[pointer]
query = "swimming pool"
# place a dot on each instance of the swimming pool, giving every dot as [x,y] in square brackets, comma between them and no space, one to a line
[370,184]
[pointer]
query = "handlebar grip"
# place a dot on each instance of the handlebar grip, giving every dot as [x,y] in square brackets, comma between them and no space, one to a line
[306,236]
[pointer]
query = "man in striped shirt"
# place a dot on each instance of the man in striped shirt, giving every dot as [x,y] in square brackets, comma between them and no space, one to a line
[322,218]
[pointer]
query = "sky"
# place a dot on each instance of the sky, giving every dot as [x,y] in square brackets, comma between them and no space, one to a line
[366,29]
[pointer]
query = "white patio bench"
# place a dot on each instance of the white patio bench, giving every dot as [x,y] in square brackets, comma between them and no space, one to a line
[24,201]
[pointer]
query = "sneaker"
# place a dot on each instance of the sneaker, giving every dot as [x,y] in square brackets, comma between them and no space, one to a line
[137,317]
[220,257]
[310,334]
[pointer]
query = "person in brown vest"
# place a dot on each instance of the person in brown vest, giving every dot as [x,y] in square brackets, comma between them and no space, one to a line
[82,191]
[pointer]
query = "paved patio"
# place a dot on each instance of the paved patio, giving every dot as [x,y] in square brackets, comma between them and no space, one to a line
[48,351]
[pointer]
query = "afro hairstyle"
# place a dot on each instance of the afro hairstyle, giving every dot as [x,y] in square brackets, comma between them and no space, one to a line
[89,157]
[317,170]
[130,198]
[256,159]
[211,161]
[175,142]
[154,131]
○ ○ ○ ○ ○ ○ ○
**Brief**
Copy out all of the data above line for line, changing nothing.

**Expected answer**
[pointer]
query = "swimming pool"
# place a dot on each instance of the swimming pool, giving every dot as [x,y] in square brackets, comma between them and no space, one to a line
[370,184]
[pointer]
query = "handlebar grip"
# place a dot on each instance of the handlebar grip, giving every dot as [x,y] in square brackets, comma between them and no space, one to a line
[306,236]
[pointer]
query = "man in striped shirt"
# place a dot on each instance of the man in striped shirt, giving every dot as [x,y] in square brackets, comma between them and no space, one to a line
[322,218]
[pointer]
query = "sky"
# place a dot on each instance of the sky, giving every dot as [x,y] in square brackets, comma between them and no space, one to a line
[366,29]
[pointer]
query = "white patio bench"
# place a dot on each instance of the white patio bench, giving every dot as [x,y] in square brackets, comma between them and no space, one to a line
[24,201]
[pointer]
query = "sneaker"
# place a dot on each instance of the sneaker, giving every dot as [x,y] in square brackets, comma between them and no space, one to a line
[137,317]
[220,257]
[310,334]
[pointer]
query = "person in brown vest"
# place a dot on each instance of the person in brown vest, giving every dot as [x,y] in square brackets, comma between them and no space, one to a line
[82,191]
[pointer]
query = "paved patio"
# place a dot on each instance of the paved patio, giving every dot as [x,y] in square brackets, comma between them and no space, one to a line
[48,351]
[pointer]
query = "afro hairstyle"
# place a dot on each instance of the afro hairstyle, giving every dot as [x,y] in square brackets, comma between them and no space, one to a line
[89,157]
[317,170]
[130,198]
[256,159]
[211,161]
[175,142]
[154,131]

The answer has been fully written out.